§ PROBLEM SET
(A) In the article on Mikhail Gorbachev's death, restate the paragraph beginning "He forged disarmament treaties" as a short bulleted list that keeps its main facts.
(B) According to the article on Mikhail Gorbachev's death, what illness had he been suffering from?
TEXT UNDER STUDY Start Marker
Former Soviet leader Mikhail Gorbachev, who helped end Cold War, dies at 91
For six long years, Mikhail S. Gorbachev slavishly turned his attention to one Herculean chore — dismantling the machinery of repression that his predecessors had so proudly and methodically erected.
In a breathtaking series of reforms, the former Soviet leader lifted the Iron Curtain that drew a messy line between the East and the West, liberated the arts and pulled Red Army troops from foreign conflicts such as the Soviet Union’s 10-year debacle in Afghanistan.
He forged disarmament treaties with Cold War enemies, freed political prisoners and ushered in the unfamiliar notion of free elections, cracking open the door for states in Eastern Europe to eventually break free of Moscow’s rule.
“The winds of the Cold War are being replaced by the winds of hope,” Gorbachev said in 1988 of the changes then sweeping away the old ways of confrontation.
While many of Gorbachev’s reforms were short-lived, they made perestroika and glasnost household words around the globe in the 1980s and removed the shackles from a society deeply scarred by dictatorships that for decades had restricted thought, word and deed.
One of the most influential politicians of the 20th century and the last leader of the Soviet Union, Gorbachev died Tuesday at 91. He had been suffering from acute diabetes and was undergoing treatment at a hospital in Moscow, according to Russian news agencies.
TEXT UNDER STUDY End Marker
EXCERPTED RECORDS Start Marker
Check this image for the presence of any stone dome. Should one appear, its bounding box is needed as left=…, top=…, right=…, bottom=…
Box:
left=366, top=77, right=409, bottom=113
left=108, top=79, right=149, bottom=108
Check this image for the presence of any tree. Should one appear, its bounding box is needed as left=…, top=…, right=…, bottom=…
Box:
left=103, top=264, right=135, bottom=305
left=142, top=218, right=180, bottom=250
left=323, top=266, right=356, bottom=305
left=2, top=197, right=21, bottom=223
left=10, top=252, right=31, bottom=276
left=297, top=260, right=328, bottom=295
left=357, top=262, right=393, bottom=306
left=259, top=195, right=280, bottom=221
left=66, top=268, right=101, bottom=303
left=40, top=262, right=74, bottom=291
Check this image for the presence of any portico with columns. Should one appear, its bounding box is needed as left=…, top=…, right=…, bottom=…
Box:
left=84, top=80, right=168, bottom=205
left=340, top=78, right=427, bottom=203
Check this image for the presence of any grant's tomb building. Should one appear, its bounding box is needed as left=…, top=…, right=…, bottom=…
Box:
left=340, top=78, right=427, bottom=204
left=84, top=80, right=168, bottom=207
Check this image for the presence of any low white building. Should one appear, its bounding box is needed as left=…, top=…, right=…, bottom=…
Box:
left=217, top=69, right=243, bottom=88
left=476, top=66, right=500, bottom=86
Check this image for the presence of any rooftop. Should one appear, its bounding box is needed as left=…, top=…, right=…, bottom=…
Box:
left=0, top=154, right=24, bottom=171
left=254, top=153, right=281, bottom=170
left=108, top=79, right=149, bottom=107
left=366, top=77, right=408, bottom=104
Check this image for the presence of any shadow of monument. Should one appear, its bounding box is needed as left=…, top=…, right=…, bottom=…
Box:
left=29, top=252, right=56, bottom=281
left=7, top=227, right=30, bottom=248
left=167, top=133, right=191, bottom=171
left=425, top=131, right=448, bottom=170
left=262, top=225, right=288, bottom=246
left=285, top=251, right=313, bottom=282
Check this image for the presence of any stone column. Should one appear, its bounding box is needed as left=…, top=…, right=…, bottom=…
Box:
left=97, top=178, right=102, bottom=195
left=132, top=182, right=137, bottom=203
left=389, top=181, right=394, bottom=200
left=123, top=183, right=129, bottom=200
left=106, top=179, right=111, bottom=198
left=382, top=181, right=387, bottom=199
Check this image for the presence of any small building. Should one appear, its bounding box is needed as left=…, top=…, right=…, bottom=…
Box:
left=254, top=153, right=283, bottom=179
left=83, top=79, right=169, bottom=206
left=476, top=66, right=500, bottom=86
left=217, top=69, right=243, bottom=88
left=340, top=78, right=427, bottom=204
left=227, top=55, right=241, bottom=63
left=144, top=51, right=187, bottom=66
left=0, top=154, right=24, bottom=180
EXCERPTED RECORDS End Marker
§ EXPECTED RESULTS
(A)
- Forged disarmament treaties with Cold War enemies
- Freed political prisoners
- Introduced the unfamiliar notion of free elections
- Opened the way for Eastern European states to eventually break free of Moscow's rule

(B) Acute diabetes.